## What is required
Beginning with the line that contains "Exercise. Point out the bunch", transcribe every line through the end of the entries exactly as written, and reproduce nothing else.

* * * * *

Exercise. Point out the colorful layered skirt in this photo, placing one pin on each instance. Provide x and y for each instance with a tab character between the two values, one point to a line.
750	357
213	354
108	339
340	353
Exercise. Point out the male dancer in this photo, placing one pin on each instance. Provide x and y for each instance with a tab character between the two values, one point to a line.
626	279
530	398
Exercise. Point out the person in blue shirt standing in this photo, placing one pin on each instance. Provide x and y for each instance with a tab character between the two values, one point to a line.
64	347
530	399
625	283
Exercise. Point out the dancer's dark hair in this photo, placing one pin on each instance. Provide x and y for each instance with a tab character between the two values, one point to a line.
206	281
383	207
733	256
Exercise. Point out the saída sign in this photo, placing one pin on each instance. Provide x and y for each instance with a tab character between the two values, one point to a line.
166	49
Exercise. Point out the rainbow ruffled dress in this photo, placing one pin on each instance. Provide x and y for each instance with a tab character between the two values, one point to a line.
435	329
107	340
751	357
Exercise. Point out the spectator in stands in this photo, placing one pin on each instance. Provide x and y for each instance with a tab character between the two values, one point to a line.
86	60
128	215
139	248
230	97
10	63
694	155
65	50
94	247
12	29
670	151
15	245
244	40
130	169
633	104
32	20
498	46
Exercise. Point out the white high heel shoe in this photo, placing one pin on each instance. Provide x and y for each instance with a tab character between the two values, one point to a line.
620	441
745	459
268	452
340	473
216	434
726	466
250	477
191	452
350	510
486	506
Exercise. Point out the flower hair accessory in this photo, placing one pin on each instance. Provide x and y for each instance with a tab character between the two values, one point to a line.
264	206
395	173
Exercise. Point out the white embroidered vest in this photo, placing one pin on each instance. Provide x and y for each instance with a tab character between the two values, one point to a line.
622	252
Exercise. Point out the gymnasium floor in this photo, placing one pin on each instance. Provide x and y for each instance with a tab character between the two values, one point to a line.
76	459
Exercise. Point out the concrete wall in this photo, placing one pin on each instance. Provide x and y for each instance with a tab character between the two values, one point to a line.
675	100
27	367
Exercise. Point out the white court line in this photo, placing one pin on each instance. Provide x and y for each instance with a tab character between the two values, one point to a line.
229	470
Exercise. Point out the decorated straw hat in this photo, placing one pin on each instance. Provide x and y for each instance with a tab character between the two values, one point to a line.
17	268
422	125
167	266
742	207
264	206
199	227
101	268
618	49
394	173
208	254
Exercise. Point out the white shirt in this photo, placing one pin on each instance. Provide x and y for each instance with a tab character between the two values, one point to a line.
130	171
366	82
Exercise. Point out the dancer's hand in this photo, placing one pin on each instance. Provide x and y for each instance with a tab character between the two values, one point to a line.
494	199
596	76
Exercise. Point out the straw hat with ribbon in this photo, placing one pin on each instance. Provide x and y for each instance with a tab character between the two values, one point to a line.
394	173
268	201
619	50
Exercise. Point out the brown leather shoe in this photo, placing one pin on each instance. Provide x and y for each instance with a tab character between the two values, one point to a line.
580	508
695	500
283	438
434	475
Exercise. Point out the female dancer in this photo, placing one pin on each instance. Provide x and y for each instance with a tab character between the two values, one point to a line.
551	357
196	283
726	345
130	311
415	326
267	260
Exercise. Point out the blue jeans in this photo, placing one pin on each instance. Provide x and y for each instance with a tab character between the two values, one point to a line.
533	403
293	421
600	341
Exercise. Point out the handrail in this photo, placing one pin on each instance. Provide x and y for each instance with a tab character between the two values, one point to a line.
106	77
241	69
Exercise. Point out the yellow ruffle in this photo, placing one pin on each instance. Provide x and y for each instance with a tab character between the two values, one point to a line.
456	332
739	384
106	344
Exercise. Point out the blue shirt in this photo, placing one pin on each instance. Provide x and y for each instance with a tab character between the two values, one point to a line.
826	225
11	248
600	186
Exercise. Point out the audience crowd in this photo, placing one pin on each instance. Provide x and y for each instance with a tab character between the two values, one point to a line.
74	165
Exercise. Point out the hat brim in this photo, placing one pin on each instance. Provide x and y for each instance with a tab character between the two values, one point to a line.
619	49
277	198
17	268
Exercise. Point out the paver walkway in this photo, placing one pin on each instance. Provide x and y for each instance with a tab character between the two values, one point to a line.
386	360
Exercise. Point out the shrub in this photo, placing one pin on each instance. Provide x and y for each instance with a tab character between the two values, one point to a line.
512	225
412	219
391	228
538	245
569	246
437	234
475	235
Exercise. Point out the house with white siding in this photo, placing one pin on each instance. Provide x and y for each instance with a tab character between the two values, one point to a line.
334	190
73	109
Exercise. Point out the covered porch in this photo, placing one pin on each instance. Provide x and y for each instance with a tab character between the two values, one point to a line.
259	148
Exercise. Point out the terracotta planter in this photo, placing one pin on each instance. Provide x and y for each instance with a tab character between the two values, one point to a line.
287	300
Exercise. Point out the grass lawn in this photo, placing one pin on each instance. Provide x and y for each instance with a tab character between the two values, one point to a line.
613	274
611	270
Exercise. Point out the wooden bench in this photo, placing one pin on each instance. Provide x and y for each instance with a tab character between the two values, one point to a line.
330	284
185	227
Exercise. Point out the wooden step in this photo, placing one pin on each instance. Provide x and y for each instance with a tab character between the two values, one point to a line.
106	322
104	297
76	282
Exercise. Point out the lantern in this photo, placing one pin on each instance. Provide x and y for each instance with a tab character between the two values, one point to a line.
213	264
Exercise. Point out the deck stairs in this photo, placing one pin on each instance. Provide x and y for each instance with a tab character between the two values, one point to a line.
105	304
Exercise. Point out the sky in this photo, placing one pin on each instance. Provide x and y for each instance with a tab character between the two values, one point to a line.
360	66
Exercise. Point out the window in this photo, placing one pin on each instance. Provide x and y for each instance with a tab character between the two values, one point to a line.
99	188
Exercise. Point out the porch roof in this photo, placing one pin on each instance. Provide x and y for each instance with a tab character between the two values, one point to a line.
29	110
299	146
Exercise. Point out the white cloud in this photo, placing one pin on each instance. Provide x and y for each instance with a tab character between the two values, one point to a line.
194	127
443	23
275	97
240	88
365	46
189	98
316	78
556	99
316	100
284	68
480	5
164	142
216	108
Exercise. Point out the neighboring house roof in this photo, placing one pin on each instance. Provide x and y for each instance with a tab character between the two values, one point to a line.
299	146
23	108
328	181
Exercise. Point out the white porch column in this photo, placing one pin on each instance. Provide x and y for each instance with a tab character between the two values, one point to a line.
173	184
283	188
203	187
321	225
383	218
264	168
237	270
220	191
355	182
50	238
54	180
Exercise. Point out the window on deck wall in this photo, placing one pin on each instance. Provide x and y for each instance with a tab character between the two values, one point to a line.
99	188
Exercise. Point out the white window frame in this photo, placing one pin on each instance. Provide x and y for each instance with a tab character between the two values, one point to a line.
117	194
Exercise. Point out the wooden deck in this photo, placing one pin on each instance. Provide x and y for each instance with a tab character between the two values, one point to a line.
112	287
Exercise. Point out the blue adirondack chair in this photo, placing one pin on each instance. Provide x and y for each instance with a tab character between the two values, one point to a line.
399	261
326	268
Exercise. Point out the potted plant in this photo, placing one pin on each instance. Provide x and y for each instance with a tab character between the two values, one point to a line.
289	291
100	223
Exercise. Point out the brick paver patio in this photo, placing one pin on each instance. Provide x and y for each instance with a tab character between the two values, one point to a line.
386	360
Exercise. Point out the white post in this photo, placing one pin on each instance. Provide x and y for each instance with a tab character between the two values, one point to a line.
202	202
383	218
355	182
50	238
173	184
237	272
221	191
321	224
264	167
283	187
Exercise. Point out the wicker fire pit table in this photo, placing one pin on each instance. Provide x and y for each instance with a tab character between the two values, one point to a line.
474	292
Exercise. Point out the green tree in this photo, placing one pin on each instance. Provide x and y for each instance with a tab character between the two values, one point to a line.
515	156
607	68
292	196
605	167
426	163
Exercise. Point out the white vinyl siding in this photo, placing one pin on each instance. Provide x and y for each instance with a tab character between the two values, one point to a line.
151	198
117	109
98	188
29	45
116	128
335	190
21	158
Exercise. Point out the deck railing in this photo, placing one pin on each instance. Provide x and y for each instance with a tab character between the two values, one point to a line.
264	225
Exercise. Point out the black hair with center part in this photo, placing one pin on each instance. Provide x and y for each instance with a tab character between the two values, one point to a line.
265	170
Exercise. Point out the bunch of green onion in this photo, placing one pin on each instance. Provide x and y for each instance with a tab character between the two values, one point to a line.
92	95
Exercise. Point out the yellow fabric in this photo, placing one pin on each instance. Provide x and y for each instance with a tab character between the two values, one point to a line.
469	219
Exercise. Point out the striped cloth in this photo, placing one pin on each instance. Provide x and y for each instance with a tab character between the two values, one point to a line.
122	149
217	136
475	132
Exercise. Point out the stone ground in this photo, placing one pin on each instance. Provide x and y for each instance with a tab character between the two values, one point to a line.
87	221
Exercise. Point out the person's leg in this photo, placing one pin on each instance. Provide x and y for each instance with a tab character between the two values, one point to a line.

* * * * *

## The completed task
Exercise. Point out the bunch of green onion in this photo, placing one pin on each instance. Provide x and y for each instance with a tab character between the two values, one point to a line.
92	95
Exercise. Point out the yellow fabric in this photo, placing one pin on each instance. Provide x and y for each instance with a tab character between the two values, one point to a line.
469	219
Exercise. Point out the striped cloth in this photo, placing one pin on each instance. Provide x and y for each instance with a tab character between the two values, one point to a line.
122	149
217	136
475	132
Exercise. Point out the stone ground in this photo, placing one pin on each instance. Provide x and y for each instance with a tab character between the two values, one point to a line.
87	221
Exercise. Point out the person's leg in this photo, placing one pin on each instance. Provide x and y for each instance with a tab character between the two values, one point to a line.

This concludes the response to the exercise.